Reproduce the listing from its start through the line containing "x=638, y=401", requests included, scaling only the answer coordinates by 0.45 and rounding each to a whole number, halves up.

**Pointing records**
* * * *

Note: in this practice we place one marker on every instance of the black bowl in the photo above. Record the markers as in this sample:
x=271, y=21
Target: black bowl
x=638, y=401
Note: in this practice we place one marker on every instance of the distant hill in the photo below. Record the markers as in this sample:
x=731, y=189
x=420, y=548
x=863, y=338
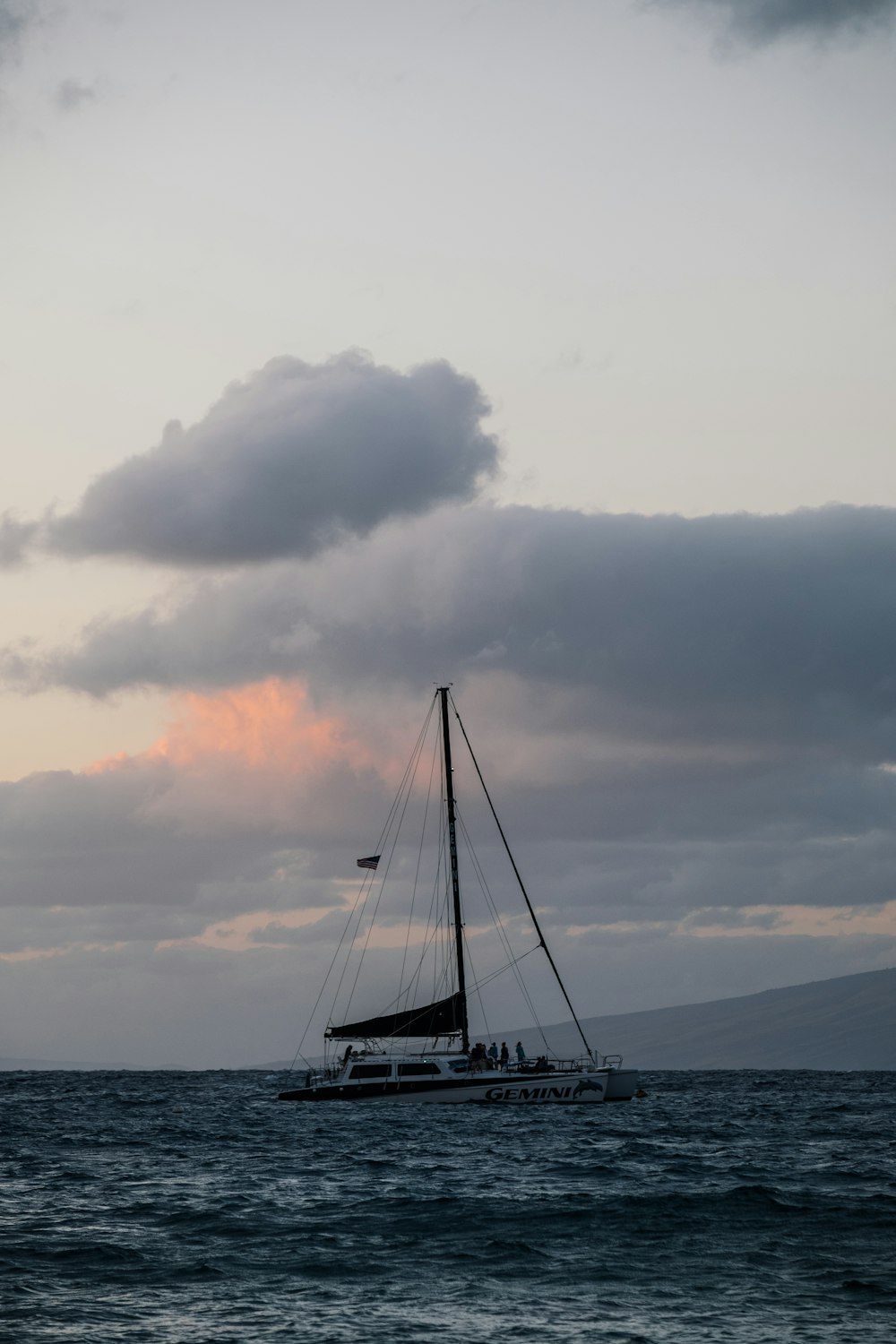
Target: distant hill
x=842, y=1023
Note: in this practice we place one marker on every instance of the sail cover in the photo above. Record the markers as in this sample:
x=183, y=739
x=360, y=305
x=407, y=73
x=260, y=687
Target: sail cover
x=441, y=1019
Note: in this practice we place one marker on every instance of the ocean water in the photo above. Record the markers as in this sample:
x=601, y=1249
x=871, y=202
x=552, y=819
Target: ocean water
x=195, y=1209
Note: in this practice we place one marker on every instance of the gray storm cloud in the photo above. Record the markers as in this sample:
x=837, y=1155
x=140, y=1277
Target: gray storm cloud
x=287, y=462
x=737, y=626
x=15, y=538
x=762, y=22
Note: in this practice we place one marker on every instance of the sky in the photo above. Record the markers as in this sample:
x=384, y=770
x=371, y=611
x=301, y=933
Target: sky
x=543, y=349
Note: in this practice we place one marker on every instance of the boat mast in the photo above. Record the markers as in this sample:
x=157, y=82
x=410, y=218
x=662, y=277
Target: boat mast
x=455, y=883
x=525, y=894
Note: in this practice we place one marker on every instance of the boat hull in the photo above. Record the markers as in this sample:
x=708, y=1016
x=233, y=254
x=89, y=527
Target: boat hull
x=551, y=1089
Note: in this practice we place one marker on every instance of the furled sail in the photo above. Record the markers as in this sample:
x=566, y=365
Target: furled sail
x=441, y=1019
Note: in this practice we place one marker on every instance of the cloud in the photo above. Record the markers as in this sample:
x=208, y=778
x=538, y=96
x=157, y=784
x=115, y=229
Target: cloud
x=15, y=538
x=289, y=461
x=763, y=22
x=15, y=16
x=73, y=94
x=225, y=812
x=726, y=629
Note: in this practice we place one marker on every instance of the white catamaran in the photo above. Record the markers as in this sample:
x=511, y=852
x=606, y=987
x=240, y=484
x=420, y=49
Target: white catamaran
x=358, y=1066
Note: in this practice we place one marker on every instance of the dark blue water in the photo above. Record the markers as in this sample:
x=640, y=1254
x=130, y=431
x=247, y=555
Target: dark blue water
x=194, y=1207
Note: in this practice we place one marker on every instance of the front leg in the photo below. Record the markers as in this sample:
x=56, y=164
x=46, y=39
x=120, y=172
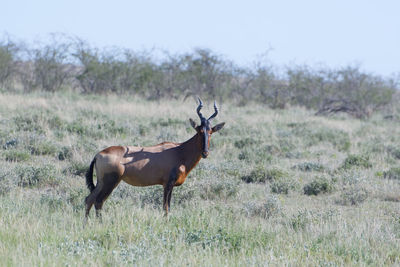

* * * *

**SOLUTION TO THE EXERCISE**
Note: in this practice we place one marker on every instance of the black bowl in the photo above. Record the markers as in this sample:
x=271, y=21
Target: black bowl
x=287, y=180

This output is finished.